[Collected data entries]
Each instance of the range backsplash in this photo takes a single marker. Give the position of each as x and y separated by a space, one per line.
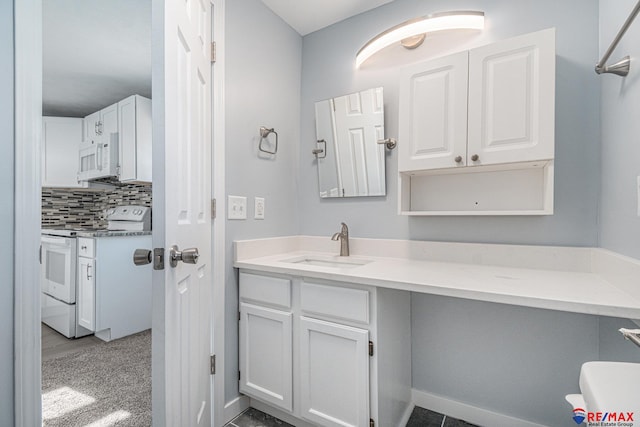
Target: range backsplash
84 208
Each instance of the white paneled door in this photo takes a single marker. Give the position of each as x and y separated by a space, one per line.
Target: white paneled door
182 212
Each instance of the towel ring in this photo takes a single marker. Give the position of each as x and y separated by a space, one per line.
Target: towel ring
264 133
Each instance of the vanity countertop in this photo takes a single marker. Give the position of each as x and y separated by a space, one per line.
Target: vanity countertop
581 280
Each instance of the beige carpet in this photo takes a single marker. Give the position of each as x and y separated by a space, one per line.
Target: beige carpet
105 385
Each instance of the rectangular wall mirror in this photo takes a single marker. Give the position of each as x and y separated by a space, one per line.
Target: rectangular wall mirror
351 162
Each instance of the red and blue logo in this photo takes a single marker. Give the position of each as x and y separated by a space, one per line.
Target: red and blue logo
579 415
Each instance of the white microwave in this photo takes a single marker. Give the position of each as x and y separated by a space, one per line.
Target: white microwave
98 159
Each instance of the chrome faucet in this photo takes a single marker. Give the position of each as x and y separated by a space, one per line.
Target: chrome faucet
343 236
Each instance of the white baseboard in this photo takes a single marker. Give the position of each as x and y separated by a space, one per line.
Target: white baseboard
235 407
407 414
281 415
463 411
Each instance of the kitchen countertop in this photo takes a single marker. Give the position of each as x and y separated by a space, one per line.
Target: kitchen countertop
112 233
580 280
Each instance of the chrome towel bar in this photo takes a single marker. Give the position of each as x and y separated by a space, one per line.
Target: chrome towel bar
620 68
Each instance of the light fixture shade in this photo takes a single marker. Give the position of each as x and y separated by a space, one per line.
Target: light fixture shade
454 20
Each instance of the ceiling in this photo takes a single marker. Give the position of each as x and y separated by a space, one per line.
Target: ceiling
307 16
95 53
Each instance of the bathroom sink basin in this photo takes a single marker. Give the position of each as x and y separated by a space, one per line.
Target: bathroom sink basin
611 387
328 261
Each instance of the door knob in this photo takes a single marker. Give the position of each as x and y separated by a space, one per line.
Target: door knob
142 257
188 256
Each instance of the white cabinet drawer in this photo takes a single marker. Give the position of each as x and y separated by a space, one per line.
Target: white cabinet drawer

▸ Task brief
Present the lines above as a numbered list, omitting blank lines and leaving out the pictures.

▸ Solution for this problem
1. Each instance of the range backsplash in this photo takes a single marker. Give the position of each as x and y separated by a space, one per line.
2. Target: range backsplash
3. 84 208
4. Each instance of the white paneled door in this photo takes a single marker. Give the position of each as x and y separated by a space, one per line.
5. Target: white paneled door
6. 182 212
7. Each instance of the towel ring in this photo takes a single marker. Give the position of each as x and y separated by a space, one per line.
8. Target: towel ring
9. 264 133
10. Each instance of the vanity countertop in this photo takes a single marker. Give the position of each as x and y separated by a space, one per line.
11. Target: vanity countertop
12. 581 280
13. Each instance of the beige carpet in this photo takes a single marker. Give the position of each as x and y separated by a space, one per line.
14. Target: beige carpet
15. 105 385
16. Each instance of the rectangular wall mirror in this photo takes a single marker. Give the position of each as x and y separated by a space, one per line.
17. Target: rectangular wall mirror
18. 351 162
19. Each instance of the red and blue logo in this photo takes a single marker. Give the position of each as x and y separated by a space, one per line.
20. Target: red and blue logo
21. 579 415
22. Each instance of the white microwave in this photo takes a single marker. Give the position of each as x and y separated by a space, one per line.
23. Target: white microwave
24. 98 159
25. Each instance of the chrome faucet in this photo takes a single marker. Give the position of each as x and y separated by a space, one per line.
26. Target: chrome faucet
27. 343 236
28. Each instance of the white baseboard in this photo takes a single marker. Give the position of each as x and y separated by a space, one per line.
29. Target: white baseboard
30. 235 407
31. 407 414
32. 281 415
33. 463 411
34. Each instance of the kitchen countertop in this photo takes a single marker. Give the position of each as x and y separated by a space, one per line.
35. Target: kitchen countertop
36. 112 233
37. 580 280
38. Each instance of the chrome towel bar in this photo takes a single marker. Give the position of each as x and y separated by a space, one per line.
39. Target: chrome towel bar
40. 620 68
41. Each instance of the light fixture shade in this photo takes a single marker. Give the position of each as x and y separated by a space, one per line.
42. Target: light fixture shade
43. 454 20
44. Each instance of the ceiling in this photo takes a single marker. Give the position of each as x and y separated by a space, one per line.
45. Target: ceiling
46. 307 16
47. 95 53
48. Each instance of the bathroom sink basin in this photo takes a single marker. Give the position of each as x and y separated by a space, one per line.
49. Target: bathroom sink basin
50. 611 387
51. 328 261
52. Each instance of the door knob in this photo takes a single marker. Give the position of each as x and y separated by a space, one per line.
53. Target: door knob
54. 142 257
55. 188 256
56. Each instance of the white cabinet drawer in this photo takes a single marker. Give the position of each as x and y separated by a space, one per line.
57. Target: white cabinet drawer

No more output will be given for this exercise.